● **Reading text**
Segment Open

It was time to head south on this wintery Tuesday evening for what was promising to be an evening of brutal extreme metal courtesy of a four-band bill at The Corporation in Sheffield, and with doors not being until 19.00 I was caught putting two and two together and surmising that the evening would be cramped, timewise, and I was not wrong. No sooner had the doors flung open than the first battering was already being served from the stage, Monastery were plying their trade and delivering it with vicious brutality to the few in attendance.
The stage was well worked with the strings being delivered with ferocity from each wing while the vocals were barked out from the centre as if the troops were being commanded over the top. Each track that passed was an education in delivering detonating Death Metal, and one which seemed to be soaked up by the crowd who were giving their full attention to the craft being generated in front of them. A successful opening for the evening and one which had triggered the momentum for what was to follow, a success story for the opening of this evening of pummelling extreme metal.
Next it was time for some Germanic, with a dash of Dutch, Death Metal in the form of the legendary titans Atrocity. With a mere 30 minutes put aside for them they didn’t waste any time in bombarding us with colossal riffs and igniting beats which all tied in perfectly as a platform for Krull to spit out his vocals with absolute venomous power and exploding authority. Opening with the immense ‘Desecration Of God’, they didn’t let up one moment throughout the whole of their set. The crowd was still fairly sparse at this point, a fact that I was struggling to get my head round, but Krull did his best to generate some action from the floor with encouragement which seemed to pay off as it stirred up some pits towards the back end of the set. ‘Death By Metal’ was inspirational and ‘Necropolis’ was out and out violent and vicious from the opening bars to the closing chords. Finishing off with an absolutely colossal ‘Reich Of Phenomena’ this had been a lesson in Death Metal and one that needs to be welcomed back to our shores ASAP. Vielen Dank.
A brief respite and then we were ready for some more Death Metal, this time with a blackened edge courtesy of Dutch legends God Dethroned, and what better way to announce their arrival than with a monumental and crushing ‘Hating Life’. Sattler was a commanding presence front and centre and manipulated his six stringed fretboard with ease, while snarling out his lyrics with authority and supremacy, each word being spat out with toxic passion and integrity. The pulverising bass lines were delivered with muscle and dexterity courtesy of the imposing figure of Pomper while the drum shift was in safe hands with Schilperoort battering and beating his way through the set with intricacy and dexterity. ‘Boiling Blood’ was absolutely mesmerising and commanded your full attention while ‘Nihilism’ was a true highlight of the set for me, and the epitome of how a Death Metal anthem should be constructed and delivered, sublime, simply sublime. As God Dethroned departed the stage to make way for the Austrian powerhouse it was time to reflect on the quintessential Death Metal we had just been carved open by, and the fact that on any given night this venue could quite simply have been headlined by either of the two giants that had just passed before us, yet we were still to be entertained by tonight’s headliner, we were one lucky ensemble and one that was in presence or greatness in the form of Belphegor.

Segment Closed

● **Provided data**
Segment Open

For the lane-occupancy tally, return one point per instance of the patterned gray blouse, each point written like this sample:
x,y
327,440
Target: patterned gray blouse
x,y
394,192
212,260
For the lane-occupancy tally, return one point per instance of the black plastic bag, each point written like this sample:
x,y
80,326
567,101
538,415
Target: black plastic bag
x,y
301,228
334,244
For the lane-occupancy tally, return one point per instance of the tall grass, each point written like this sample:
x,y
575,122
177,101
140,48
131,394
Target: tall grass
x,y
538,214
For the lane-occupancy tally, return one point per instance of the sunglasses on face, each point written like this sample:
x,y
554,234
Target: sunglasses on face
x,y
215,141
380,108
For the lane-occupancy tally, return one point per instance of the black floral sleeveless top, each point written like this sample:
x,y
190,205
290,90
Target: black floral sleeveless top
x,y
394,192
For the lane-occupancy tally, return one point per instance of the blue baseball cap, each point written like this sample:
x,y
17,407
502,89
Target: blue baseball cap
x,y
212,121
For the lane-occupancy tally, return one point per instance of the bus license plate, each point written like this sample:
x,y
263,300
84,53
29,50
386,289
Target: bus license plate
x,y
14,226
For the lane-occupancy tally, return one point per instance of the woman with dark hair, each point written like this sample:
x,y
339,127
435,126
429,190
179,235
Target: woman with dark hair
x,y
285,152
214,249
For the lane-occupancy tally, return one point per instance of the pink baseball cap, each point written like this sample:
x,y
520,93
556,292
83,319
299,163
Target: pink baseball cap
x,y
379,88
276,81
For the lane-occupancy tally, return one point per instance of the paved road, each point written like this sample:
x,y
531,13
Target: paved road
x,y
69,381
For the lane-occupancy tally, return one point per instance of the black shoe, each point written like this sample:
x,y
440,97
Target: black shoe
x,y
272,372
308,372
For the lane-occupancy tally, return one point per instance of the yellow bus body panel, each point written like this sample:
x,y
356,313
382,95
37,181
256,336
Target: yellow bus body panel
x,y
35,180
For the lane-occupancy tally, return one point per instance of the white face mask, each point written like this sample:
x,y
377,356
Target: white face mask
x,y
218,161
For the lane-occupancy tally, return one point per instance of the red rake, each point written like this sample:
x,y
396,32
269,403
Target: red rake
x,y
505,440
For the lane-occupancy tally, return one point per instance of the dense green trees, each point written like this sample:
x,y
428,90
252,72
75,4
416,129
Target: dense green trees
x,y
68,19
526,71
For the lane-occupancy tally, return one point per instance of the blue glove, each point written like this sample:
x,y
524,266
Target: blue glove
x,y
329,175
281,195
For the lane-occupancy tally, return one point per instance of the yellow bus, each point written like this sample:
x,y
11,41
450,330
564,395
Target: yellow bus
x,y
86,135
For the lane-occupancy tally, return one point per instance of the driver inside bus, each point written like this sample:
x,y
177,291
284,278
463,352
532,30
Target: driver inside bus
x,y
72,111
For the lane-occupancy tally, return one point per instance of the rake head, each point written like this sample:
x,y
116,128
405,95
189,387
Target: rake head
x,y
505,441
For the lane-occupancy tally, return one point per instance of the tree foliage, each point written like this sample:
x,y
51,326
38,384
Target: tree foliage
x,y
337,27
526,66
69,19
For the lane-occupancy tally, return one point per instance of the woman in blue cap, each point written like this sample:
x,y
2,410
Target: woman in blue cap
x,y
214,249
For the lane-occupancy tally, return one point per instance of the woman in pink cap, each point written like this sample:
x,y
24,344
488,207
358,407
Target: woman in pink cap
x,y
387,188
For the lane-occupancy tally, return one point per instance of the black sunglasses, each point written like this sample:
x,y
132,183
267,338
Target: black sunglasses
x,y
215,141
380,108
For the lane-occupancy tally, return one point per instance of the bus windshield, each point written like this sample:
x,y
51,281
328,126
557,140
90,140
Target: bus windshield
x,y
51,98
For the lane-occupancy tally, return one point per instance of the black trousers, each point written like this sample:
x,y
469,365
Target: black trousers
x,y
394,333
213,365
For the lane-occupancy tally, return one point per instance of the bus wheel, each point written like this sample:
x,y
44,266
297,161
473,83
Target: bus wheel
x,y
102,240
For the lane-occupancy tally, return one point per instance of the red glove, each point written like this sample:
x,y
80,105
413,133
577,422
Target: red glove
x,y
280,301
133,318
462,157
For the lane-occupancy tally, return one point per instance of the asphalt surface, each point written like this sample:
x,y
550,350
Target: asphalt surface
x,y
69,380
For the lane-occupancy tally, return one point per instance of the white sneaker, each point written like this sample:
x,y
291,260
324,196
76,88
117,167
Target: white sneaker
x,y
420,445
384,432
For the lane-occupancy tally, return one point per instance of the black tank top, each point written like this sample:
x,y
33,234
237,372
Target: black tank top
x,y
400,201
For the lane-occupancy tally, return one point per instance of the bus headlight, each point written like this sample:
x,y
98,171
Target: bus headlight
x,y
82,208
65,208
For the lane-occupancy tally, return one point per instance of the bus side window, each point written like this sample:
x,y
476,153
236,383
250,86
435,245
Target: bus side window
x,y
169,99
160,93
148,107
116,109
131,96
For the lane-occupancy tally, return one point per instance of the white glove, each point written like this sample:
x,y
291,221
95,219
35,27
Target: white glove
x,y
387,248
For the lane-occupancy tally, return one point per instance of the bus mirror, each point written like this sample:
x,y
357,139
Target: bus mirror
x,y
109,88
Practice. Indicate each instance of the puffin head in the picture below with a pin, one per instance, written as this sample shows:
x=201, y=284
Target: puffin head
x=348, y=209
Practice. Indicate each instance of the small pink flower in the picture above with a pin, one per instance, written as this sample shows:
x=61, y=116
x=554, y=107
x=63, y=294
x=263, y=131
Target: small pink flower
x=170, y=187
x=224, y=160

Segment Closed

● **About this task**
Repeat the concert review word for word, beginning at "The stage was" and stopping after "pummelling extreme metal.". The items are separate material, unrelated to the concert review.

● **Final answer**
The stage was well worked with the strings being delivered with ferocity from each wing while the vocals were barked out from the centre as if the troops were being commanded over the top. Each track that passed was an education in delivering detonating Death Metal, and one which seemed to be soaked up by the crowd who were giving their full attention to the craft being generated in front of them. A successful opening for the evening and one which had triggered the momentum for what was to follow, a success story for the opening of this evening of pummelling extreme metal.